HOW TO COMPLETE THIS TASK: Going line by line through the data below, how many lines contain the word "court"? Give only the number.

EXERCISE INPUT:
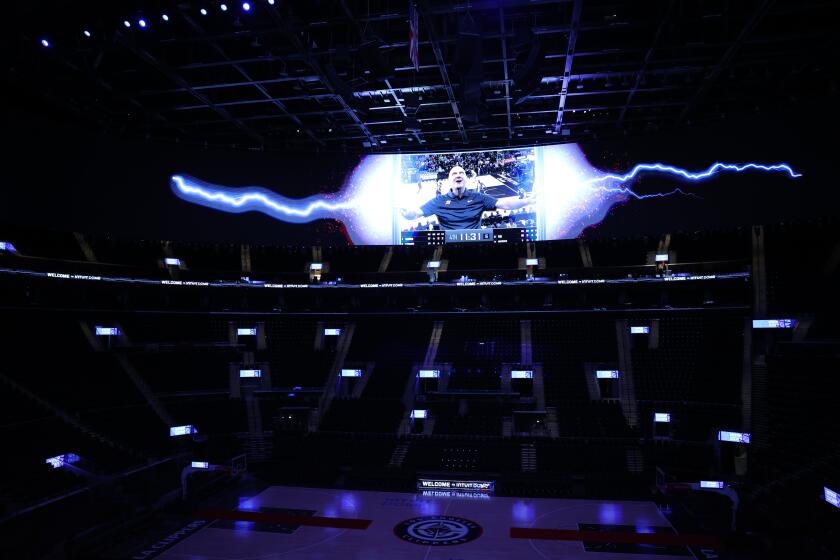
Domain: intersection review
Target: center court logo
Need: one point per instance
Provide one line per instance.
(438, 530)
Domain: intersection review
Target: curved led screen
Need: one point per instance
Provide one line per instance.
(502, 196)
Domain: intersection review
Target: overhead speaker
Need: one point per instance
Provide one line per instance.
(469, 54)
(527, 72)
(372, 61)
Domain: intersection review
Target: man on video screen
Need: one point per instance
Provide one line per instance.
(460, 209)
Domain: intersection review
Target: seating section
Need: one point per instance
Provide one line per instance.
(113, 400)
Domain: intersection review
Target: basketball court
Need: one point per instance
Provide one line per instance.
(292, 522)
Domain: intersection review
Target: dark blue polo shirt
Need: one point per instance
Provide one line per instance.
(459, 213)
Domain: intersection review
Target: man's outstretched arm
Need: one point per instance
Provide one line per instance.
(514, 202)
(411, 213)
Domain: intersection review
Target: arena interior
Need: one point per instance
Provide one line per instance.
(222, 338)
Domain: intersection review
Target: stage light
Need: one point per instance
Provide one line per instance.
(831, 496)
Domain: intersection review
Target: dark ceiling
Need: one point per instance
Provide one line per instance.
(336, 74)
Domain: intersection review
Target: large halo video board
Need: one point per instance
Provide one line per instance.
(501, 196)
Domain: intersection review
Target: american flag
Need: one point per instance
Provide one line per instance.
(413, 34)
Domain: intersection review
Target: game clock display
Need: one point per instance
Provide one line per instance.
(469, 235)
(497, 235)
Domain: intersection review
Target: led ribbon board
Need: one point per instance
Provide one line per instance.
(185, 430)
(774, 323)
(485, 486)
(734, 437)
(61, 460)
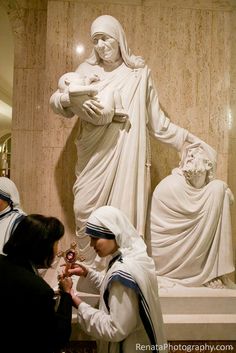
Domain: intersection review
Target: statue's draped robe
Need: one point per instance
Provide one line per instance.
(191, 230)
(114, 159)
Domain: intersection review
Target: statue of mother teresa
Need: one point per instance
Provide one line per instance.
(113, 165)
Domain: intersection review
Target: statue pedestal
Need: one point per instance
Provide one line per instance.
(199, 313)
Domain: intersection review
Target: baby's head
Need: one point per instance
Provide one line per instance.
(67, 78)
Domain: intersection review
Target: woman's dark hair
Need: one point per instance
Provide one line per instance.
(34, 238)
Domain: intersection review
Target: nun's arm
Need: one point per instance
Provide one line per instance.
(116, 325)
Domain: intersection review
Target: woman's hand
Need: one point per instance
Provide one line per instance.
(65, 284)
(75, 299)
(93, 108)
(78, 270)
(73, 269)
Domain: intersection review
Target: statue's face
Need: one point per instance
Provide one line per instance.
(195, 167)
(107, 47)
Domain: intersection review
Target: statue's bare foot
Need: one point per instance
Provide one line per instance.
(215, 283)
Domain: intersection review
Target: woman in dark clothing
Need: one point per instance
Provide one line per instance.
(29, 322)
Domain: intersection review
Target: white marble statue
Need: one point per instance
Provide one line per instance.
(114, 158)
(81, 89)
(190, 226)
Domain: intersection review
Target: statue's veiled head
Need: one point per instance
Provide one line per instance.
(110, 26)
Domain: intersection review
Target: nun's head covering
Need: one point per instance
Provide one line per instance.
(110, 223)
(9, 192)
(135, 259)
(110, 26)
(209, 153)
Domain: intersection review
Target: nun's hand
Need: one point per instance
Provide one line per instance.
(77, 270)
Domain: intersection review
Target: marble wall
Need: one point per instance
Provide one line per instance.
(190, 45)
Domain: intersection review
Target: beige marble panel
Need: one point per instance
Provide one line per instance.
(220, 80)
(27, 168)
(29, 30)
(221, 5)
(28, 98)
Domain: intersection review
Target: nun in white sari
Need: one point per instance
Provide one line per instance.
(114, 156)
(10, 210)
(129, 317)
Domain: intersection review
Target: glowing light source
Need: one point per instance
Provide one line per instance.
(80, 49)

ANSWER AREA: 2